RECORD EXCERPTS
※ ※ ※

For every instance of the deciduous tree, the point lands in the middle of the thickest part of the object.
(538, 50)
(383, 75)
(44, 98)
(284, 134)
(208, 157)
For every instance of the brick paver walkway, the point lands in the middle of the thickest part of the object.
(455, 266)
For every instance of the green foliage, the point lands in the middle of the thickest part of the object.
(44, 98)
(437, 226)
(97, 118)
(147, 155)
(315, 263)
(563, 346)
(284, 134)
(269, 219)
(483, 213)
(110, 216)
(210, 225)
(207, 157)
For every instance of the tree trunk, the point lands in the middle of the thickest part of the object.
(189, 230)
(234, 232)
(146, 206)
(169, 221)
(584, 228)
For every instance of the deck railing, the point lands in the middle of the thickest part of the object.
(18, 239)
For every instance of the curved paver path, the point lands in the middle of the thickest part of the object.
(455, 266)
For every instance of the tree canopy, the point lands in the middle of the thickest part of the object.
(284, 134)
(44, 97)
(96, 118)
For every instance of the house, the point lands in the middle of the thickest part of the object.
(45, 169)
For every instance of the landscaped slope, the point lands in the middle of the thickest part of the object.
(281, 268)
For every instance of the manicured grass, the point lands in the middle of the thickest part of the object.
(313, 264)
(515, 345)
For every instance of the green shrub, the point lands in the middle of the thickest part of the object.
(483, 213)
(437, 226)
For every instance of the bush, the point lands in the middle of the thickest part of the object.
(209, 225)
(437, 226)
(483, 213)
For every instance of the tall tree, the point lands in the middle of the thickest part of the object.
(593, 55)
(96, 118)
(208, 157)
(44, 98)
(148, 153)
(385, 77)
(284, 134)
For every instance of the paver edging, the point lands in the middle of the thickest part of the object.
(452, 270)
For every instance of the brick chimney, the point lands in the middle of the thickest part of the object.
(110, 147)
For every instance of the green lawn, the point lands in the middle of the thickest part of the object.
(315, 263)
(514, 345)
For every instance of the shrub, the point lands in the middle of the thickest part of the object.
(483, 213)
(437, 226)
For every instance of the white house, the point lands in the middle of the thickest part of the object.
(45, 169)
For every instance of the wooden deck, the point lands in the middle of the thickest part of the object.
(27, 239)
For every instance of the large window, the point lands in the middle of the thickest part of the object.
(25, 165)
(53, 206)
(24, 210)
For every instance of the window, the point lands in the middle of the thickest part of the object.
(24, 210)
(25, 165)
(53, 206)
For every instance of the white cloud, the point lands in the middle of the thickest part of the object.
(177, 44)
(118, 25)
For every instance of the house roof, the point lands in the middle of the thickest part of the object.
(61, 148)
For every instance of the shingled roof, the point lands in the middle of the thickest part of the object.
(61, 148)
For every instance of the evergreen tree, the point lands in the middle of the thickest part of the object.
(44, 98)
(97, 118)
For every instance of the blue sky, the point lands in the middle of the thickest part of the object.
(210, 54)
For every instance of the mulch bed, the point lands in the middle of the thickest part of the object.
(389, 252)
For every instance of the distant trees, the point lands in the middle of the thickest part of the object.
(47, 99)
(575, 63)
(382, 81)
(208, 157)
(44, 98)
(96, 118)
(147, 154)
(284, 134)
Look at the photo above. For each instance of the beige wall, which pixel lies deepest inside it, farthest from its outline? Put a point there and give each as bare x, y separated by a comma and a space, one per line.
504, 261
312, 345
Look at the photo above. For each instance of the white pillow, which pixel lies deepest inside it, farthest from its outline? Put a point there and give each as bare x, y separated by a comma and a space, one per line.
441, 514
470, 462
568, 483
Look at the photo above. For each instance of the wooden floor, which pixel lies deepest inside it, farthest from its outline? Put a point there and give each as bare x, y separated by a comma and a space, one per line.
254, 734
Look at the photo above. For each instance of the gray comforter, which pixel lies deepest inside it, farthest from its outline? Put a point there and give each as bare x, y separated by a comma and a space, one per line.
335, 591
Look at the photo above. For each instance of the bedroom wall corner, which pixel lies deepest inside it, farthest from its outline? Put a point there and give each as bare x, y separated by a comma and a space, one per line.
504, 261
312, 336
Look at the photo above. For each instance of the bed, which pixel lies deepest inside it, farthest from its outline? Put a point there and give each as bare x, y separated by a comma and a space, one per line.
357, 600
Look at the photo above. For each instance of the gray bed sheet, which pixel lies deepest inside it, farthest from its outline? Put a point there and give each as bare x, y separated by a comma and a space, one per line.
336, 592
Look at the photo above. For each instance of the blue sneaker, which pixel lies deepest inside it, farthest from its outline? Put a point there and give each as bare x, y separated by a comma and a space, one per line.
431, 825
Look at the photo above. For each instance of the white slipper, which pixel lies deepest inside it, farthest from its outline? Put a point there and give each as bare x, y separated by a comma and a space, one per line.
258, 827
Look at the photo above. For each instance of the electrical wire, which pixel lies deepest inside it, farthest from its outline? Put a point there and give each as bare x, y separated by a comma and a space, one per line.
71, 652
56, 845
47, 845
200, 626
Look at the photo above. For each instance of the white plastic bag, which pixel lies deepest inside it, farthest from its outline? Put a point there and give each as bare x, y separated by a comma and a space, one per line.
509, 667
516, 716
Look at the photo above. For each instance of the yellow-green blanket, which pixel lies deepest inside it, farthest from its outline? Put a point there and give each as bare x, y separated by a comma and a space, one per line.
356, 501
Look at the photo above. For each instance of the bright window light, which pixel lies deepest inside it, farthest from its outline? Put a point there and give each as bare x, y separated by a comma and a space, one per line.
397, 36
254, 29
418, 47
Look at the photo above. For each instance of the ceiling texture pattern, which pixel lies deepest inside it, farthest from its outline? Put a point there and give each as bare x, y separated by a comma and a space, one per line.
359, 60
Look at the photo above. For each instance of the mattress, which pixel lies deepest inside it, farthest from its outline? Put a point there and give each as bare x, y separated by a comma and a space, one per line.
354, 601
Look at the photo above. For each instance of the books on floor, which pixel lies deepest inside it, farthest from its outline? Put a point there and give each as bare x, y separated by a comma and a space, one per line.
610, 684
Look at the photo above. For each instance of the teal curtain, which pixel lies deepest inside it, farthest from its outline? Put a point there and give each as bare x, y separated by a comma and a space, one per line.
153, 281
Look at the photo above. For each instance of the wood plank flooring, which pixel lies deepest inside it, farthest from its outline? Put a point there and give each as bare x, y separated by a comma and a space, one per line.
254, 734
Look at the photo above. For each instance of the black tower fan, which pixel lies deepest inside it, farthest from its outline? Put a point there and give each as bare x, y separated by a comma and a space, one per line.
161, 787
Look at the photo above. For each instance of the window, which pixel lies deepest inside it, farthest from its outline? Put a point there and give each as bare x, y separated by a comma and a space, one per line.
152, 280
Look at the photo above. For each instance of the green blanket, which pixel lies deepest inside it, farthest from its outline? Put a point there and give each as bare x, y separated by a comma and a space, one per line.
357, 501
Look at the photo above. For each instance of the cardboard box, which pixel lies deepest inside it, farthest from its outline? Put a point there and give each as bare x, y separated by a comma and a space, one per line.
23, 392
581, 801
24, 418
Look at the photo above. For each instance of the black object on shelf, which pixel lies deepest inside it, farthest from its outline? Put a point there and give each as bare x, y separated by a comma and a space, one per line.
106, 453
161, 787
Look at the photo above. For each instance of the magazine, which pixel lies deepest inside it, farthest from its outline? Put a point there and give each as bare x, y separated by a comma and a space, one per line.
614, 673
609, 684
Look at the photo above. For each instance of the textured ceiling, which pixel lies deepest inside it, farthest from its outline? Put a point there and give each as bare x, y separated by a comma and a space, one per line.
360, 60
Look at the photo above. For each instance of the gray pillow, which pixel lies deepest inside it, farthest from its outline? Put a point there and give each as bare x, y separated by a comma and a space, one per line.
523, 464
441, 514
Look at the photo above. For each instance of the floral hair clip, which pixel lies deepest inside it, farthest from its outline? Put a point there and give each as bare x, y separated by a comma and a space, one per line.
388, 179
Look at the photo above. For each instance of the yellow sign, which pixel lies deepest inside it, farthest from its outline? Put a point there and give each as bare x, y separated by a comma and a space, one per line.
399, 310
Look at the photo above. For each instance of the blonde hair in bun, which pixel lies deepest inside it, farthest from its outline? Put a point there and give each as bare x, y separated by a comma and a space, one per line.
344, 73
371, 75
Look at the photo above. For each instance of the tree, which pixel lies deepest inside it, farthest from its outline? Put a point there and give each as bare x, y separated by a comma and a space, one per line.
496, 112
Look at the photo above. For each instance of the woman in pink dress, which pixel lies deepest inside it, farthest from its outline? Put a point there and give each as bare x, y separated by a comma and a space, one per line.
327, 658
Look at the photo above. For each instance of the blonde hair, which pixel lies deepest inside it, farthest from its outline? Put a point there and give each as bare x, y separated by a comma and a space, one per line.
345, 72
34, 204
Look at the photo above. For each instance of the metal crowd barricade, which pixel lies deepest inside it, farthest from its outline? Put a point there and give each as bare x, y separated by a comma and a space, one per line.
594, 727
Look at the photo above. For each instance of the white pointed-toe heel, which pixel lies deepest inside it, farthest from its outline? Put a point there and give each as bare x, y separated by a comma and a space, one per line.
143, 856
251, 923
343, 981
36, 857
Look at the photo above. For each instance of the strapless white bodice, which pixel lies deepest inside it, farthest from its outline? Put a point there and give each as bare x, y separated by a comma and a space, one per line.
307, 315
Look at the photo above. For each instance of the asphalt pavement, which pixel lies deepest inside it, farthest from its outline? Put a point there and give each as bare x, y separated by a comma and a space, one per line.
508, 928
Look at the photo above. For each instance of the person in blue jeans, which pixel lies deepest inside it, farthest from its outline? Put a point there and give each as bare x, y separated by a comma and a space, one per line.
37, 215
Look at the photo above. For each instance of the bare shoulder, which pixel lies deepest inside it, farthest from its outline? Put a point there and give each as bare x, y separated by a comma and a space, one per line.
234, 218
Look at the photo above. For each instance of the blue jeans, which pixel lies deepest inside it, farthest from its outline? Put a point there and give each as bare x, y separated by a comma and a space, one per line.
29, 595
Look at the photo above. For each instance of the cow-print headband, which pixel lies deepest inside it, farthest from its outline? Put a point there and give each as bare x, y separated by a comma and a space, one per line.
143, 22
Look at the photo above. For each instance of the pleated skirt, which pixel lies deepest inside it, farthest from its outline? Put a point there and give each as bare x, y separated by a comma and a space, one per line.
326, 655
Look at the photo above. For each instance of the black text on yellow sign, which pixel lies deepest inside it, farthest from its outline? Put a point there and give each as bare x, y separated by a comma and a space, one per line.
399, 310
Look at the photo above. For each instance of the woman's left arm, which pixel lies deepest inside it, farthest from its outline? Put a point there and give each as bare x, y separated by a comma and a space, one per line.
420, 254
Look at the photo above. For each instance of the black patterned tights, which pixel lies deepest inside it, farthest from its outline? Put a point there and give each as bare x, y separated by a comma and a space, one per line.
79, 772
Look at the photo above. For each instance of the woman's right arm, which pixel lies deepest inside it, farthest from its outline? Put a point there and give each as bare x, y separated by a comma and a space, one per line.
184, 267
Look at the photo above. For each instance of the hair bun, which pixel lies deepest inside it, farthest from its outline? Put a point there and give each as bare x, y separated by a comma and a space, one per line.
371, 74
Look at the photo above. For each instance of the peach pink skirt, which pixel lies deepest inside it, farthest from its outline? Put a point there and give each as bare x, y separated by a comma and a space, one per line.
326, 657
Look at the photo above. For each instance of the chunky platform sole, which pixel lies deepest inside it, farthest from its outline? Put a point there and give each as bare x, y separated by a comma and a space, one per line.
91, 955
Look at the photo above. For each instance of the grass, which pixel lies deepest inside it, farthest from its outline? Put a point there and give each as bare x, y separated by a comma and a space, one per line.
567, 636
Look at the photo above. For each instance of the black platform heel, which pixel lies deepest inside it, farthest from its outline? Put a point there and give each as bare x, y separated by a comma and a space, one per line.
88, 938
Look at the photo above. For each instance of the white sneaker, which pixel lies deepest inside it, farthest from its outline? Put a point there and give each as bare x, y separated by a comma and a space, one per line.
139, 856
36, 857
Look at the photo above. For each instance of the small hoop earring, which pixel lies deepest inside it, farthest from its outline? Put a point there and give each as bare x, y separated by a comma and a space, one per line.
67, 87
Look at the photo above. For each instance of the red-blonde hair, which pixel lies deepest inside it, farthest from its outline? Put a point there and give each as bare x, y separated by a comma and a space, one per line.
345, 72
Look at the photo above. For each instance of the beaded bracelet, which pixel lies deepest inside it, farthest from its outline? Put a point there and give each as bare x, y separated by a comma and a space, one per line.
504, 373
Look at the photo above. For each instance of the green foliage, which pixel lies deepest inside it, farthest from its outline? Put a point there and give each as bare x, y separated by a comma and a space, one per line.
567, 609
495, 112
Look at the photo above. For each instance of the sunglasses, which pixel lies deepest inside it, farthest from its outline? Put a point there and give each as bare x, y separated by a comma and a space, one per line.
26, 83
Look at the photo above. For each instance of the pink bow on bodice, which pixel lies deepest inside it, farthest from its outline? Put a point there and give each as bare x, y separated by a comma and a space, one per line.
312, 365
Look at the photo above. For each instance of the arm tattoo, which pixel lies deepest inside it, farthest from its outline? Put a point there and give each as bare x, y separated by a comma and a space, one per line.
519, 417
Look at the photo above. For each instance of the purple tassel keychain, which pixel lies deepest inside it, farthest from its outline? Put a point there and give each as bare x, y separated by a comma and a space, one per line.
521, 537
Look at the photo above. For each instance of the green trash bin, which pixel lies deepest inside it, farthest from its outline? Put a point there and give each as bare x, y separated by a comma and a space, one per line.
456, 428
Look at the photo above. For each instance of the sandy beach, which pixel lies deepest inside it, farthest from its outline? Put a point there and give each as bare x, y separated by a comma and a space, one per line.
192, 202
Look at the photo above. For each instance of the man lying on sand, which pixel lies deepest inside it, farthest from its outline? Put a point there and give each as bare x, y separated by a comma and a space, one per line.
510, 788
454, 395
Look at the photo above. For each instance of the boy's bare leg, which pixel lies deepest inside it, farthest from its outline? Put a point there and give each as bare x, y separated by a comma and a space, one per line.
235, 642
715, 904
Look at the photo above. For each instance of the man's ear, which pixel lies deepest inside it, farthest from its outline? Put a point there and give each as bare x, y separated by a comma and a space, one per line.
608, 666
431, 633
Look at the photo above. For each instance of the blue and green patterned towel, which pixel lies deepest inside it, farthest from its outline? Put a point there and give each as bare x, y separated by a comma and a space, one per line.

※ ※ ※

PROBLEM DETAILS
Could you quote, exactly as they appear, the line containing "Look at the photo above. For each instance of the sandy" and every line after it to the end of the records above?

ANSWER TO THE TASK
Look at the photo above. For each instance of the sandy beach, which pixel lies deepest inside it, farthest from its outline? Put a point there and give each as bare x, y separated by a comma and a space, one per line.
192, 202
Look at the photo above. For each instance of the man lying on sand, which pixel lies deepest inside it, farthest from its outline? Put a point there and give each as bare x, y separated by a comma and a space, one per line.
510, 788
454, 395
Look at the photo above. For each instance of the boy's bare leg, which pixel lies deepest inside it, farthest from its outline? Put a point there and give each as bare x, y separated by a comma and a space, one per line.
235, 642
715, 904
Look at the photo above. For each instance of the man's ear, which pixel lies deepest inside it, farthest from its outline? Put a point there and give each as bare x, y separated by a comma and a space, one per line.
608, 666
431, 633
Look at the photo above. For each instance of the blue and green patterned towel, which pixel lies deepest inside it, farthest from its outline? Put a point there and give each as bare x, y separated by a comma and a space, one per line.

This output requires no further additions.